-- START OF Records for processing --

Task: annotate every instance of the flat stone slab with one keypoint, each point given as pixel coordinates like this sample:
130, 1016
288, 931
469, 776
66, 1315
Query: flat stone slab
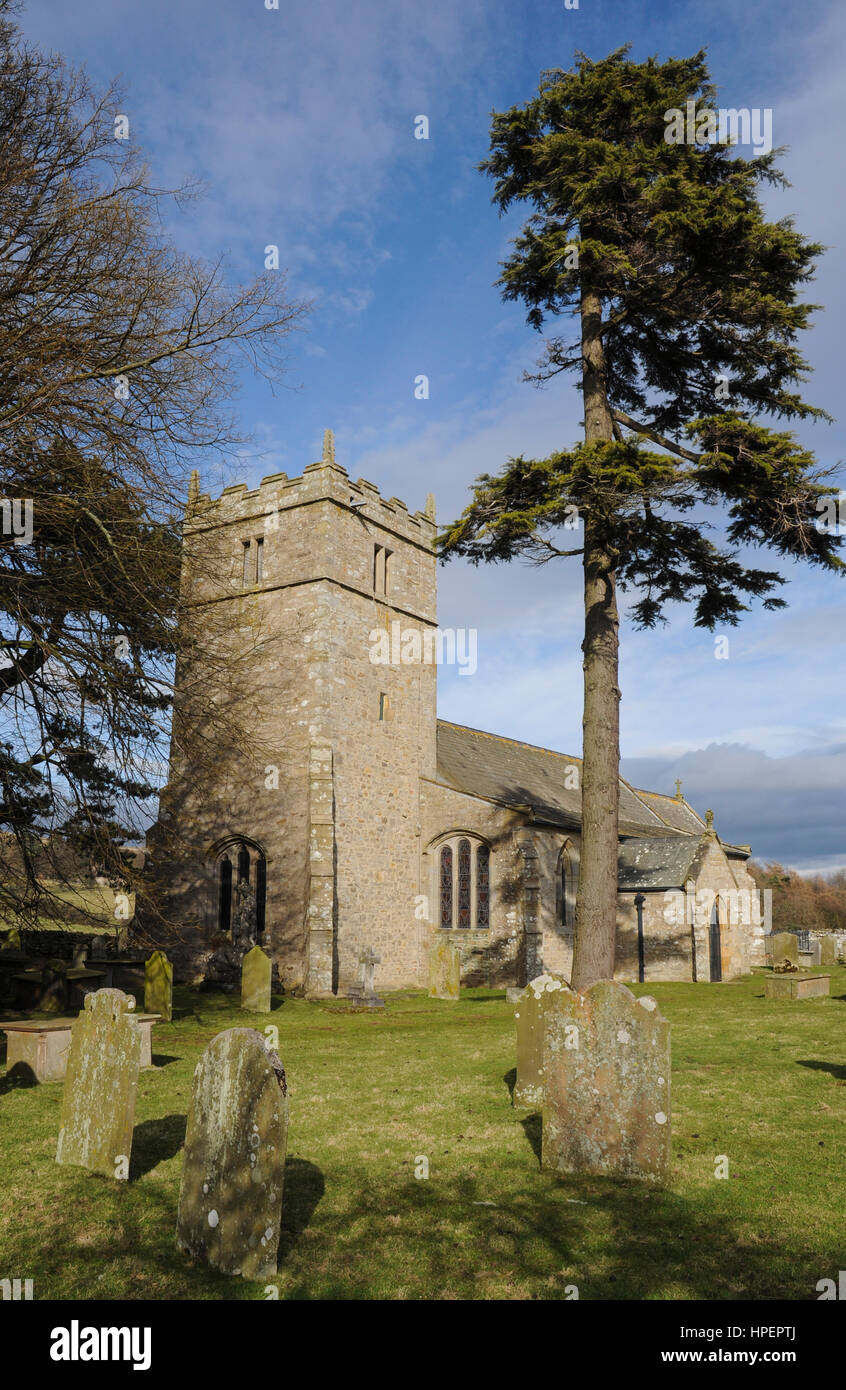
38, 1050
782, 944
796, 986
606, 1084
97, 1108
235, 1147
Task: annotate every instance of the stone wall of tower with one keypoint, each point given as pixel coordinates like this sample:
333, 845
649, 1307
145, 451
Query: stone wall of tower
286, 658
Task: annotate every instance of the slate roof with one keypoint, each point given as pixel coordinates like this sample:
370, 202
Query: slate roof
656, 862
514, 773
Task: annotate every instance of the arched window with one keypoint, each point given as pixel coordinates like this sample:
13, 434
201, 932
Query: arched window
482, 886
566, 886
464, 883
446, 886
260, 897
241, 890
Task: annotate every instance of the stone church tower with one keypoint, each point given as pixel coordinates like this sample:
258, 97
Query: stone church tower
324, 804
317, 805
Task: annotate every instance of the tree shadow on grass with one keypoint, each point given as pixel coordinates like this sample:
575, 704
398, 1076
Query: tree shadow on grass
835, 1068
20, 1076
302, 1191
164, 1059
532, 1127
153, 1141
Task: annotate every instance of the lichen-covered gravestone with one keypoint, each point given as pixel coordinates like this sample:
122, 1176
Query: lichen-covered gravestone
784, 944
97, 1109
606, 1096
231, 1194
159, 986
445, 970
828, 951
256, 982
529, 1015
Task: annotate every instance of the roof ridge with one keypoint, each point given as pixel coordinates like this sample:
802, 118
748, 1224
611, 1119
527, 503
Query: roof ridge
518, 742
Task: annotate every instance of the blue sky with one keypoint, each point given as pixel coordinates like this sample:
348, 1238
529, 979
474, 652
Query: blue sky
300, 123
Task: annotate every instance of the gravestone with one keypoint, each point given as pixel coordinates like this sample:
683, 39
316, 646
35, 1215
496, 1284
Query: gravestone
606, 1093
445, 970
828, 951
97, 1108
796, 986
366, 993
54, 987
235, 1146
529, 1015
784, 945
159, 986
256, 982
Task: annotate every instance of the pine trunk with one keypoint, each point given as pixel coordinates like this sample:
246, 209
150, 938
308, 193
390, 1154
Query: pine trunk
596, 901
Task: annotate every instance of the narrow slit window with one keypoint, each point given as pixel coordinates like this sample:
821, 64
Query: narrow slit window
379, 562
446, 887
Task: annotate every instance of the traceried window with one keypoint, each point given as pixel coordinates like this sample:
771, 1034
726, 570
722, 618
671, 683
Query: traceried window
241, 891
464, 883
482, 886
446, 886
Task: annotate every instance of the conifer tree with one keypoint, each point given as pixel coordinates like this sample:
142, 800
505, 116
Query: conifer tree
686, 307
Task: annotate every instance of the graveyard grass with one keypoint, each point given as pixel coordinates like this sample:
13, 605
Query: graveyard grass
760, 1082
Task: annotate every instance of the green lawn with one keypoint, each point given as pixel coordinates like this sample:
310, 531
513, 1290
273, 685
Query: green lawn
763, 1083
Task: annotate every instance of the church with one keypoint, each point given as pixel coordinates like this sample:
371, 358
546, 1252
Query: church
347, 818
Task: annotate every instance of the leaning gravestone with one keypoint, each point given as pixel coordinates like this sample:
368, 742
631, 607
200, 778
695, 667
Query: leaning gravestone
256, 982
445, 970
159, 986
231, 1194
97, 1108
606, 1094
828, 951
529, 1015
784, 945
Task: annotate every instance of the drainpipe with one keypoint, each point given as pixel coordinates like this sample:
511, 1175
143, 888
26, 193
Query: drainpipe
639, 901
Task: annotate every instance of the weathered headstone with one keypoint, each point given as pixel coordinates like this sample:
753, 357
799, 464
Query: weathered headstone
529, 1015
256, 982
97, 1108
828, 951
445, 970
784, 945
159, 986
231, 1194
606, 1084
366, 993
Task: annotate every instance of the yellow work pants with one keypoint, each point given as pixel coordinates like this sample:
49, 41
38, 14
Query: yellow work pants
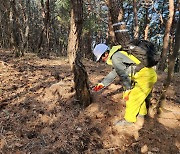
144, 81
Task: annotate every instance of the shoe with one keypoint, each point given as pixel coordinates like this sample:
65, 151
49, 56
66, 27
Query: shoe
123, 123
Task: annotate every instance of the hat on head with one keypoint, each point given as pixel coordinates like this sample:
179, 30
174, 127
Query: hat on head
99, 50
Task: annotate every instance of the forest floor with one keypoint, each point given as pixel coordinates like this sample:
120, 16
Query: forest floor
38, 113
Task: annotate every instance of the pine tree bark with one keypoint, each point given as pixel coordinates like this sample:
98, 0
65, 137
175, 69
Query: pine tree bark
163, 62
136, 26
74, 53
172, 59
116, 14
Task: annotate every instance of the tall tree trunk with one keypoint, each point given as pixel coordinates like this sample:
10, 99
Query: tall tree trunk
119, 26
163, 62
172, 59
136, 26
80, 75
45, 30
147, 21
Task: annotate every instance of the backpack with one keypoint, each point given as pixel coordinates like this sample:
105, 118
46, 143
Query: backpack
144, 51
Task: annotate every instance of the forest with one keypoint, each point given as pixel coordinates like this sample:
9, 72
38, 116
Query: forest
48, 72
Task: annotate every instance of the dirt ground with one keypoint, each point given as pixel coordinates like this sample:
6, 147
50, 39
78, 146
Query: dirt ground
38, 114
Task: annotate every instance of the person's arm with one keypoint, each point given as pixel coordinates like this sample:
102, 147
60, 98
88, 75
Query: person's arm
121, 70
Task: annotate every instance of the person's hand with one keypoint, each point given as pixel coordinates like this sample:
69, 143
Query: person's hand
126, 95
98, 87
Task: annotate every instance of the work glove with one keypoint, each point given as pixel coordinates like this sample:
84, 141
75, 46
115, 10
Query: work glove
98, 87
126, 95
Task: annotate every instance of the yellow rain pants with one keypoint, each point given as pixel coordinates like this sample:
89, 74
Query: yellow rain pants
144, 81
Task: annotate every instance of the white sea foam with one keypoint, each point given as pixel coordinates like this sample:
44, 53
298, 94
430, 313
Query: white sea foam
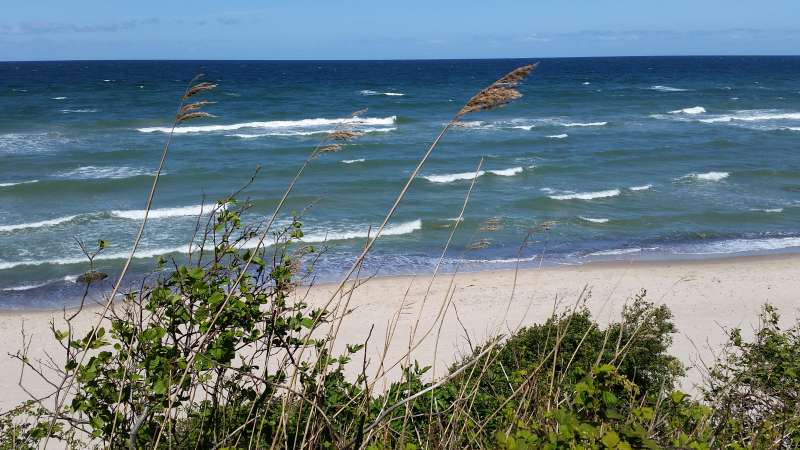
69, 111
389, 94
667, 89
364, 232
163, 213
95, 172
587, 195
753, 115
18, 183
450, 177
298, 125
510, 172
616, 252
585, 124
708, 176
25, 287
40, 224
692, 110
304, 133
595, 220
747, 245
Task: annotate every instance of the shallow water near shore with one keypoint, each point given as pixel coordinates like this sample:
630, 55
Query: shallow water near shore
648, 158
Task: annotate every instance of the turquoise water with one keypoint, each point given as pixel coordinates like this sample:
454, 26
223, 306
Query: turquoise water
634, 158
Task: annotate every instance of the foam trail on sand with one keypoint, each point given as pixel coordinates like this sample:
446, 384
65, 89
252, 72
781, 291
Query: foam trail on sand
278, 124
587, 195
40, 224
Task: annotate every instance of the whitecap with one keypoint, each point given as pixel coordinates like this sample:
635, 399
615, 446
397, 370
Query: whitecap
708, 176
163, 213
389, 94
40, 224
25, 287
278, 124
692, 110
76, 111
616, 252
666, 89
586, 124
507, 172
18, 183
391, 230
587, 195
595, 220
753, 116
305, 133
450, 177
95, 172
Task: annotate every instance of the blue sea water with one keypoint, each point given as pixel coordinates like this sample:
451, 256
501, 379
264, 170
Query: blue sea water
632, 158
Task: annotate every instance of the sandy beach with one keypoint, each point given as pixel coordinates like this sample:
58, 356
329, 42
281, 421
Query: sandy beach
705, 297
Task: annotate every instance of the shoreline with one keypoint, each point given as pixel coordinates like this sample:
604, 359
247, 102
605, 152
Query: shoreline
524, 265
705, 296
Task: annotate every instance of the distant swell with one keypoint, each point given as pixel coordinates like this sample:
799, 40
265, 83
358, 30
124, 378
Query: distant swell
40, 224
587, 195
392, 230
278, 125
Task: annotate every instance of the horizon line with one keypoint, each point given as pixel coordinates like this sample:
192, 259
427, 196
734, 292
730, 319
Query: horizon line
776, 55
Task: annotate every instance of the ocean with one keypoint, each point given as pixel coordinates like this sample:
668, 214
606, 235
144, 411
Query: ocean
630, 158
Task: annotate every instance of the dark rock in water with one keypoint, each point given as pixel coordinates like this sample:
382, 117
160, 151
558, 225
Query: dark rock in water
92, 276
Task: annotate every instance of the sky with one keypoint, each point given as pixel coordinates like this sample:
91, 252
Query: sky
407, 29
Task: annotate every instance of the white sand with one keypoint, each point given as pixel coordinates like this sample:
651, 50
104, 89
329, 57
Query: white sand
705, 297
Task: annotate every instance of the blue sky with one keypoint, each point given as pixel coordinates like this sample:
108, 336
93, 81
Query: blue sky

-- END OF Records for processing --

→ **What is being asked**
Turn the records into a numbered list, one item per line, with blank lines left out. Begin at the line that has "Task: annotate every instance of the sky" and stop after the last line of the records.

→ **Final result**
1. Task: annotate every instance of the sky with one keypoint, each point given as pixel coordinates like this sample:
2. 91, 252
3. Query: sky
4. 407, 29
5. Task: annotate every instance of the white sand with one keypoint, each point given as pixel coordinates like this sample:
6. 651, 50
7. 104, 89
8. 329, 57
9. Query: white sand
10. 705, 297
11. Task: annotate every instance of the blue sky with one keypoint, each point given as pixel coordinates like this sample:
12. 108, 336
13. 93, 81
14. Query: blue sky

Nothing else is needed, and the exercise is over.